# [PAGE EXCERPT]
Don’t Forget The Elephant: A PostgreSQL Tutorial

There’s an elephant in the room and it’s PostgreSQL, the world’s most advanced open source database! PostgreSQL is all too often overlooked by the world and it’s dog. However PostgreSQL has been gaining popularity over recent years and now runs some of the world’s largest businesses.

PostgreSQL

PostgreSQL is a relational database. There I said it. While NoSQL is the current buzz word, relational databases are not going away anytime soon, if ever. That being said PostgreSQL can implement MongoDB in a column!

PostgreSQL is comparable to Oracle, DB2, MSSQL and MySQL, except free (as in freedom). Being BSD licensed and more importantly not controlled by any single entity it has an active, thriving and coherent community, with several companies providing commercial support.

Out of the box PostgreSQL comes with a raft of features, putting it on par with many commercial offerings and by far ahead of competing projects such as MySQL. If built-in features were not enough, many extensions exist, a major example being PostGIS - a complete geographic information system (comparable to ESRI SDE).

Dataset excerpt
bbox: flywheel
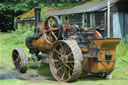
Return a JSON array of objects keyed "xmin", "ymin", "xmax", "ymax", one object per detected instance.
[{"xmin": 49, "ymin": 40, "xmax": 83, "ymax": 82}]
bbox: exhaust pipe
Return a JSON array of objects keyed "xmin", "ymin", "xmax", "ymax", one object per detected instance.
[{"xmin": 35, "ymin": 7, "xmax": 41, "ymax": 29}]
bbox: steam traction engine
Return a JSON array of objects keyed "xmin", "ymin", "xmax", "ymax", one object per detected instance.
[{"xmin": 12, "ymin": 16, "xmax": 120, "ymax": 82}]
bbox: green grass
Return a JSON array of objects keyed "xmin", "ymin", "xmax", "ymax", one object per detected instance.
[{"xmin": 0, "ymin": 28, "xmax": 128, "ymax": 85}]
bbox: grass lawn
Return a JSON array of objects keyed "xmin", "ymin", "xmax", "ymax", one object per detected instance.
[{"xmin": 0, "ymin": 29, "xmax": 128, "ymax": 85}]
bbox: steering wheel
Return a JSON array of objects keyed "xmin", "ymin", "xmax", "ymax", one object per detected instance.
[{"xmin": 44, "ymin": 16, "xmax": 63, "ymax": 44}]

# [OBJECTIVE A]
Which databases does the PostgreSQL tutorial name as comparable to PostgreSQL? List them all.
# [OBJECTIVE B]
According to the PostgreSQL tutorial, under what license is PostgreSQL released?
# [OBJECTIVE C]
Write the next part of the PostgreSQL tutorial, picking up after its final sentence.

# [EXPECTED ANSWER A]
Oracle, DB2, MSSQL, MySQL

# [EXPECTED ANSWER B]
It is BSD licensed.

# [EXPECTED ANSWER C]
Castles are always better built on rock than sand, and given that the GroupWise Mobility Service uses PostgreSQL, for example, I figured it would be best to discuss how to build a rock solid PostgreSQL platform, rather than focusing on interesting application features.

We’ll cover installing and configuring PostgreSQL, a brief guide to performance tuning and backing up your data.

Installing PostgreSQL

SUSE Linux Enterprise Server 12 comes with PostgreSQL 9.3 already packaged and available in the SLE 12 repositories. You can install PostgreSQL as follows:

sle12:~ # zypper in postgresql93 postgresql-93-server postgresql93-contrib

Once we have installed the PostgreSQL packages, start PostgreSQL, this will initialise the database cluster and generate the default configuration files:

sle12:~ # systemctl start postgresql
sle12:~ # systemctl enable postgresql

You’ll now be able to connect to the local PostgreSQL server from the postgres system account. The psql program is the PostgreSQL client:

sle12:~ # su postgres
postgres@sle12:~> psql
psql (9.3.9)
Type “help” for help.

postgres=#

Now to set a password for the postgres super user, use the \password command, as follows:

postgres=# \password
Enter new password:
Enter it again:

You can quit the psql client using the \q command:

postgres=# \q

Configuring PostgreSQL

To end up with a well configured PostgreSQL server, there are a few key configuration settings that we should change. The PostgreSQL configuration file can be found at /var/lib/pgsql/data/postgresql.conf.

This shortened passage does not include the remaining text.